▶ _CHECK YOUR UNDERSTANDING_:
a – Reproduce the passage in the article about Ontario veterinarians seeking to practice in Quebec, starting at the words "But since the" and ending after "on her own.".
b – Continue the article about Ontario veterinarians seeking to practice in Quebec, picking up after its final sentence.

After death of west Quebec veterinarian, Ontario vets hope to help owners of large animals there
CBC
Standing next to his pickup truck packed to the brim with a portable X-ray machine, surgical kits and medication, veterinarian Dr. Eastman Welsford is hoping to drive his office on wheels into Quebec very soon.
A veterinarian at two clinics just outside Ottawa, Welsford makes house calls to properties across parts of rural Ontario.
But since the fall, alongside his colleague Dr. Jean Cyr, he's spent months working toward getting his licence to practise in Quebec.
Submitting the final paperwork — a take-home exam — this week, they are hoping to get the green light to help hundreds of Quebec animal owners in the coming months as they deal with a long-standing large-animal veterinarian shortage, intensified following the death of Dr. Andrea Kelly last year.
Welsford says Kelly's suicide played a big role in why they began the licensing process.
The young vet, who was only 36 when she took her life, was the only Ontario veterinarian who served the Quebec side of the border — taking on close to 600 clients all on her own.

▶ _INFORMATION SUPPLIED_:
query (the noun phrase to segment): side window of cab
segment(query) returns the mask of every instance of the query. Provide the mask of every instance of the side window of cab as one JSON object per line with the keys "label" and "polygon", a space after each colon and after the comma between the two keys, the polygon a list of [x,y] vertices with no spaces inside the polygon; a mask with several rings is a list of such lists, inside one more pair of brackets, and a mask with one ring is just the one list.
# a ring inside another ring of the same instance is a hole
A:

--

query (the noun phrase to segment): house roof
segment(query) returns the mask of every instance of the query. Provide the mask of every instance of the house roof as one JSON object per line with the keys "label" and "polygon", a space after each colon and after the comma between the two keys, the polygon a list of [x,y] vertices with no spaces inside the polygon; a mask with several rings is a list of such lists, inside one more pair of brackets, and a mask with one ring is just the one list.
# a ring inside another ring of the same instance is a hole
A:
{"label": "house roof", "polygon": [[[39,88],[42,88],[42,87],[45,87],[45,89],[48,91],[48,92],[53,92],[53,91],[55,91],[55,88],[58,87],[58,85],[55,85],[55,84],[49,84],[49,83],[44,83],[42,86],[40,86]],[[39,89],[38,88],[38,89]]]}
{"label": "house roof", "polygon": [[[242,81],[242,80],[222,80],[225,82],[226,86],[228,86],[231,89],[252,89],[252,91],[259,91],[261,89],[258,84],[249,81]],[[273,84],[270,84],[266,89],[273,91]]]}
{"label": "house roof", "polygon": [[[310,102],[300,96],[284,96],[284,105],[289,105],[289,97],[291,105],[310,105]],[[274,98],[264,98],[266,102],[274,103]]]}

▶ _PER-TASK ANSWERS_:
a –
But since the fall, alongside his colleague Dr. Jean Cyr, he's spent months working toward getting his licence to practise in Quebec.
Submitting the final paperwork — a take-home exam — this week, they are hoping to get the green light to help hundreds of Quebec animal owners in the coming months as they deal with a long-standing large-animal veterinarian shortage, intensified following the death of Dr. Andrea Kelly last year.
Welsford says Kelly's suicide played a big role in why they began the licensing process.
The young vet, who was only 36 when she took her life, was the only Ontario veterinarian who served the Quebec side of the border — taking on close to 600 clients all on her own.

b –
"It's absolutely heartbreaking and devastating to lose what really is a colleague and, to so many people, a friend," said Welsford, who is four years out of veterinary school.
"Hearing about Andrea and the struggles that she had been through, [I know] that at any point it could be anyone of us that faces a similar dilemma and feels that way."
One of Kelly's former clients and the president of the Pontiac Equestrian Association, Andrea Goffart, says that since the veterinarian's death, she's had to load her horses up on a trailer — pay $150 for gas — and drive them an hour to the nearest clinic that would take them, in Russell, Ont.
"I just do what I have to do, so I don't really think about it," said Goffart. "[But] knowing that there's somebody there that's on call [who] can legally come over would make a huge difference."
A few weeks ago the equestrian association organized a vaccine day — when a veterinarian from another Quebec region drove around to properties in western Quebec to give necessary spring vaccinations to animals without a veterinarian.
Pascale Leclerc-Sirois accompanied the veterinarian to all 19 properties, where they vaccinated 56 horses.
"I would say that from their 56 horses, probably 51 were Andrea Kelly's patients," said Leclerc-Sirois, adding that, faced with the shortage of local vets, many clients have been choosing to ship their horses to Ontario for care.
"But if your horse can't ship or is in a state where you can't ship, then you're stuck."